* THE DATA *
------------------------------------------------------------
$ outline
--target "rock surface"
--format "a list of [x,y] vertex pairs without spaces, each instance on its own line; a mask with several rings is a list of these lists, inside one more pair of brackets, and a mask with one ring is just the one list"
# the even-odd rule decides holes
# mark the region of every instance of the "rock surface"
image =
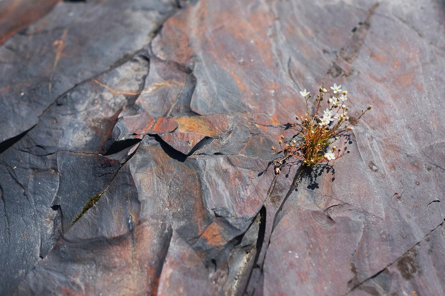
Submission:
[[[4,15],[1,295],[445,295],[443,1]],[[295,188],[270,147],[334,82],[374,108]]]

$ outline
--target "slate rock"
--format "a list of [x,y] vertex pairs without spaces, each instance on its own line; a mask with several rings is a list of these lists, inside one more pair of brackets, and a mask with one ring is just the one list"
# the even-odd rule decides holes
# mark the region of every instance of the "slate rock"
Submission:
[[[0,290],[443,294],[444,8],[58,4],[0,46]],[[351,152],[276,174],[334,82],[374,106]]]

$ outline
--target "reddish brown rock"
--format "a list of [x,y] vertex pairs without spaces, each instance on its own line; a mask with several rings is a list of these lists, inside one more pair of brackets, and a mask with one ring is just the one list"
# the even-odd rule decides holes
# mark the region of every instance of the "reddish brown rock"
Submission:
[[171,132],[178,128],[178,122],[173,118],[160,117],[150,131],[151,134],[163,134]]
[[[444,9],[58,4],[0,46],[0,290],[443,295]],[[334,82],[374,106],[351,153],[276,175],[299,91]]]

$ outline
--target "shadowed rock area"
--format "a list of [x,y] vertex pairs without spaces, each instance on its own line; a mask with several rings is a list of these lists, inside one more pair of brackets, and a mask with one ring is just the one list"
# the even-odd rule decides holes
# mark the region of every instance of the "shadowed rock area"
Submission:
[[[0,9],[0,295],[445,295],[443,1]],[[373,108],[295,188],[334,82]]]

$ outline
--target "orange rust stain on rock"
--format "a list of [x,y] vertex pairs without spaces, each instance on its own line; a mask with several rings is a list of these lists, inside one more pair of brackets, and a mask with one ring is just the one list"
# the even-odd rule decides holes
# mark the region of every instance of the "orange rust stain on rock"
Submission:
[[395,80],[397,84],[405,88],[413,84],[415,76],[416,73],[414,72],[411,72],[405,74],[399,75],[396,77]]
[[143,92],[144,93],[154,92],[163,86],[166,86],[171,88],[173,87],[174,84],[178,84],[180,86],[184,86],[185,85],[185,84],[184,83],[180,81],[177,81],[175,80],[166,80],[164,81],[161,81],[161,82],[155,82],[147,88],[146,89],[144,90]]
[[178,127],[178,122],[173,118],[160,117],[152,128],[150,133],[162,134],[173,132]]
[[113,95],[123,95],[124,96],[136,96],[137,95],[139,94],[142,92],[142,91],[140,91],[139,92],[124,92],[123,91],[117,91],[113,89],[113,88],[111,88],[107,85],[105,85],[103,83],[99,82],[98,81],[97,81],[96,79],[94,79],[94,78],[92,79],[91,81],[96,84],[99,84],[102,87],[106,88],[110,92],[111,92]]
[[279,125],[280,122],[277,118],[276,114],[274,113],[272,116],[271,116],[271,120],[272,121],[272,124],[273,125]]
[[377,62],[386,62],[388,60],[388,58],[385,56],[380,56],[377,55],[374,52],[371,52],[369,53],[369,56],[371,58]]
[[224,132],[228,124],[227,116],[222,114],[178,117],[175,119],[178,124],[178,132],[196,132],[212,137]]
[[398,60],[396,60],[396,59],[392,59],[392,63],[391,63],[391,64],[392,65],[392,67],[393,67],[395,68],[396,68],[397,67],[399,67],[399,66],[400,66],[400,65],[401,65],[401,64],[402,64],[401,62],[400,62]]
[[231,70],[227,70],[227,72],[228,72],[232,77],[233,77],[233,80],[235,80],[235,82],[236,83],[236,85],[238,85],[238,88],[239,88],[242,92],[246,92],[246,87],[244,86],[243,84],[243,82],[238,77],[238,75],[235,74],[235,72],[232,71]]
[[212,222],[206,228],[201,237],[207,240],[207,244],[213,246],[220,245],[224,242],[221,228],[215,222]]

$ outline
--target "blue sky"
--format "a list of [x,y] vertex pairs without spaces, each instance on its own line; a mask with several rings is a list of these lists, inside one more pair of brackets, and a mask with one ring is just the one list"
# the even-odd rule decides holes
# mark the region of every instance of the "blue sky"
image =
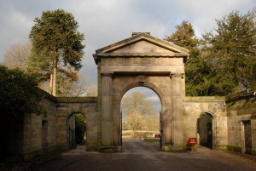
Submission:
[[80,73],[96,83],[95,50],[128,38],[131,32],[150,32],[165,38],[188,20],[198,37],[216,27],[232,10],[246,14],[255,0],[0,0],[0,63],[11,45],[28,43],[33,20],[43,11],[70,12],[85,35],[85,55]]

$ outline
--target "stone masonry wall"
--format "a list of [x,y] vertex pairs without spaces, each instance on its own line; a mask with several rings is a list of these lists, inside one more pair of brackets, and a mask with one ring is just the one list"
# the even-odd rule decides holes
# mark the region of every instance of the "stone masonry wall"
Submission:
[[252,153],[256,155],[256,96],[253,93],[227,99],[230,150],[245,151],[243,122],[251,122]]
[[[199,138],[197,119],[203,113],[212,116],[212,148],[226,148],[228,145],[227,115],[224,97],[186,97],[183,116],[184,138]],[[198,142],[199,143],[199,142]]]
[[[55,98],[46,92],[44,94],[42,104],[45,106],[47,115],[32,114],[24,117],[23,160],[30,160],[55,149],[68,149],[67,123],[70,117],[75,113],[82,113],[85,117],[88,146],[96,148],[99,132],[97,98]],[[46,125],[44,133],[44,124]]]

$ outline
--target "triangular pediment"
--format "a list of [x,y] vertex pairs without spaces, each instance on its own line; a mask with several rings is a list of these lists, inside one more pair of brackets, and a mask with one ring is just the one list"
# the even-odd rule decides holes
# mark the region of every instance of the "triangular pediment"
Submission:
[[189,56],[189,50],[165,40],[152,37],[148,33],[137,33],[131,37],[97,49],[93,56],[96,60],[101,57],[108,56],[166,56],[186,58]]

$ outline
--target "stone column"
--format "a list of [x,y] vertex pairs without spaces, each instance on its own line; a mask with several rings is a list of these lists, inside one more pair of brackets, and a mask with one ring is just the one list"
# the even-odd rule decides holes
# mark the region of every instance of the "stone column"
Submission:
[[171,113],[172,145],[182,146],[183,142],[182,74],[172,74]]
[[113,92],[112,74],[102,74],[102,145],[112,146],[113,137]]

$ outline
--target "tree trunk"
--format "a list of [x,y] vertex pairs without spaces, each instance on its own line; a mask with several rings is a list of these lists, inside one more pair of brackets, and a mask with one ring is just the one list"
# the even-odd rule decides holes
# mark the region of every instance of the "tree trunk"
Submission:
[[53,66],[53,79],[52,79],[52,94],[56,96],[56,81],[57,81],[57,60],[55,59]]
[[50,77],[49,77],[49,94],[52,94],[52,83],[53,83],[53,74],[50,73]]

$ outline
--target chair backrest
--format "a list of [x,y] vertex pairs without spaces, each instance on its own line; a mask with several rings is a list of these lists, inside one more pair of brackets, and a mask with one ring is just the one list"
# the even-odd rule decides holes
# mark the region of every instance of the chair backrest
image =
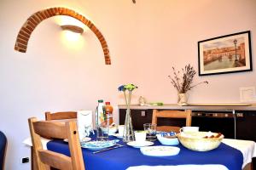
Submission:
[[7,138],[5,134],[0,131],[0,170],[4,169],[6,149],[7,149]]
[[45,112],[45,120],[60,120],[60,119],[75,119],[77,118],[76,111],[62,111],[51,113],[49,111]]
[[[28,124],[38,170],[49,170],[50,167],[65,170],[85,169],[75,121],[37,121],[37,118],[32,117],[28,119]],[[44,150],[41,136],[68,139],[71,156]]]
[[[153,116],[152,116],[152,123],[157,124],[157,118],[158,117],[165,117],[170,119],[175,118],[184,118],[186,119],[186,127],[191,127],[191,110],[186,110],[184,111],[182,110],[153,110]],[[170,132],[173,131],[176,133],[179,133],[180,127],[177,126],[159,126],[157,125],[158,131],[166,131]]]

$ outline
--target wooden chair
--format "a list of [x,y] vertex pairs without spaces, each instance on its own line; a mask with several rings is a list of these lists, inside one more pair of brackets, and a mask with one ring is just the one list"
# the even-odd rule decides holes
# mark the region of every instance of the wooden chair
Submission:
[[[37,169],[49,170],[50,167],[65,170],[85,169],[75,121],[57,122],[37,121],[37,118],[32,117],[28,119],[28,124],[34,148]],[[68,139],[71,156],[44,150],[41,136]]]
[[76,111],[61,111],[51,113],[49,111],[45,112],[45,120],[60,120],[60,119],[76,119],[77,112]]
[[[153,110],[153,116],[152,116],[152,124],[157,124],[158,117],[165,117],[165,118],[184,118],[186,119],[186,127],[191,127],[191,110],[186,110],[184,111],[181,110]],[[177,126],[158,126],[156,129],[158,131],[166,131],[170,132],[173,131],[176,133],[179,133],[180,127]]]

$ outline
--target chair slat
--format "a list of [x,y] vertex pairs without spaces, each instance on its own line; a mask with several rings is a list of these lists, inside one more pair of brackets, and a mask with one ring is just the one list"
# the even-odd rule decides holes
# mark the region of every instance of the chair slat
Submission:
[[38,156],[44,164],[57,169],[72,170],[72,161],[69,156],[50,150],[39,150]]
[[[47,126],[46,126],[47,124]],[[65,123],[37,122],[33,123],[35,133],[40,136],[50,136],[56,139],[67,139]]]
[[60,119],[75,119],[77,118],[76,111],[62,111],[51,113],[49,111],[45,112],[45,120],[60,120]]

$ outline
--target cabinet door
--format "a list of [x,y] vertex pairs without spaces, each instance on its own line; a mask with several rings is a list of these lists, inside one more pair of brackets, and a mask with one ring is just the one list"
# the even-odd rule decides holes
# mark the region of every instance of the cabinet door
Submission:
[[[119,124],[125,122],[125,109],[119,109]],[[132,126],[134,130],[143,130],[143,124],[152,122],[152,110],[131,110]]]
[[256,142],[256,111],[237,111],[236,137]]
------------------------------------------------------------
* SET TASK *
Gather every line in the data that contains the string "column", and copy each one as it appears.

* RESULT FOR THIS TASK *
--target "stone column"
# mark the region of every instance of the "stone column"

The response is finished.